Task to complete
For every entry that follows, return an identical copy.

Provided records

══════════════════════════════

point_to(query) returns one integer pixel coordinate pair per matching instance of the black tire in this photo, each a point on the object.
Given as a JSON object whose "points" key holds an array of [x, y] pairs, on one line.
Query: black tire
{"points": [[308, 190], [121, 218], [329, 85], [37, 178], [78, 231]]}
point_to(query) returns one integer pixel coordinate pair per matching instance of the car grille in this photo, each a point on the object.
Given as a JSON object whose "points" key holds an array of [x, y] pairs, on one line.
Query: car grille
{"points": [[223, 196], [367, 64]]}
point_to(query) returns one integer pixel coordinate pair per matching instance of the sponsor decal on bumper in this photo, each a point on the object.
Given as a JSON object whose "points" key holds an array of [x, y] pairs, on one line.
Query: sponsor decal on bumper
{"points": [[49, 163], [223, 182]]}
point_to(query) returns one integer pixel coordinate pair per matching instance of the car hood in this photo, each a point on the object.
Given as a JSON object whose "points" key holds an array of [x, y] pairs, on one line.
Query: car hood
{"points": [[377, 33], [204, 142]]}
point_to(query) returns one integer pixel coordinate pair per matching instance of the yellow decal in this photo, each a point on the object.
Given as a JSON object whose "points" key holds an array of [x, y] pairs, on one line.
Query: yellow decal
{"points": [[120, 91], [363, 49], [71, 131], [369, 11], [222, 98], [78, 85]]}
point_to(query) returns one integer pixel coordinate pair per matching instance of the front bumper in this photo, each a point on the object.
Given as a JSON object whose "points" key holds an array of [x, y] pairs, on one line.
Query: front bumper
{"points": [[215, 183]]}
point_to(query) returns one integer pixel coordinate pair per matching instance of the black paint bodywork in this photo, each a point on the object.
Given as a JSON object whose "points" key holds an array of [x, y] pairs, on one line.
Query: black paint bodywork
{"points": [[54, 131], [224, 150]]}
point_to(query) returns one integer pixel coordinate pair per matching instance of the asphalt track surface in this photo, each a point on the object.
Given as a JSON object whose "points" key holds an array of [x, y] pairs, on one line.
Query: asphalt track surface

══════════════════════════════

Written solution
point_to(query) returns one integer pixel coordinate pair per matching instance of the black tire in this photo, each a point on the object.
Given as a JSON object whose "points" key holds an array of [x, y] pairs, on one line.
Query: black tire
{"points": [[308, 190], [121, 218], [329, 85], [37, 178], [78, 231]]}
point_to(query) returns one integer pixel coordinate pair per matching instance of the car grille in this photo, each a point on the object.
Given as a JSON object whose "points" key holds an array of [x, y] pairs, on one line.
Query: car grille
{"points": [[223, 196], [367, 64]]}
point_to(query) returns one integer pixel coordinate pair per matching instance of the sponsor decal on bumper in this photo, each a point on the object.
Given as a JSON object whose "points" key holds an array of [x, y] pairs, on one line.
Query: sponsor decal on bumper
{"points": [[49, 163], [223, 182]]}
point_to(query) returns one integer pixel coordinate pair per matching instance of the car hood in this photo, each a point on the object.
Given as a JSON object whose "points" key holds an array of [x, y] pairs, on one line.
Query: car hood
{"points": [[377, 33], [204, 142]]}
point_to(query) returns one integer pixel coordinate pair per matching instance of the yellow decal in this photo, each a point on the object.
Given as a JSON object whose "points" key holds an array of [x, y] pairs, on one line.
Query: yellow decal
{"points": [[120, 91], [363, 49], [71, 131], [369, 11], [222, 98], [78, 85]]}
point_to(query) returns one integer pixel coordinate pair per matching instance of the front bumper in this photo, each a point on the object.
Given as a JSON object whose "points" key holds an array of [x, y] pairs, on one line.
Query: front bumper
{"points": [[215, 183]]}
point_to(query) returns one integer pixel coordinate pair per matching instance of the black paint bodywork in this photo, each a point on the object.
Given as a JSON object whose "points" key holds an array of [x, y] pairs, on one line.
Query: black paint bodywork
{"points": [[54, 131], [224, 150]]}
point_to(query) returns one integer pixel coordinate pair per matching instance of the asphalt track surface in this photo, each a point on the object.
Given as a JSON object whose "points" key holds an array of [x, y] pairs, on one line.
Query: asphalt track surface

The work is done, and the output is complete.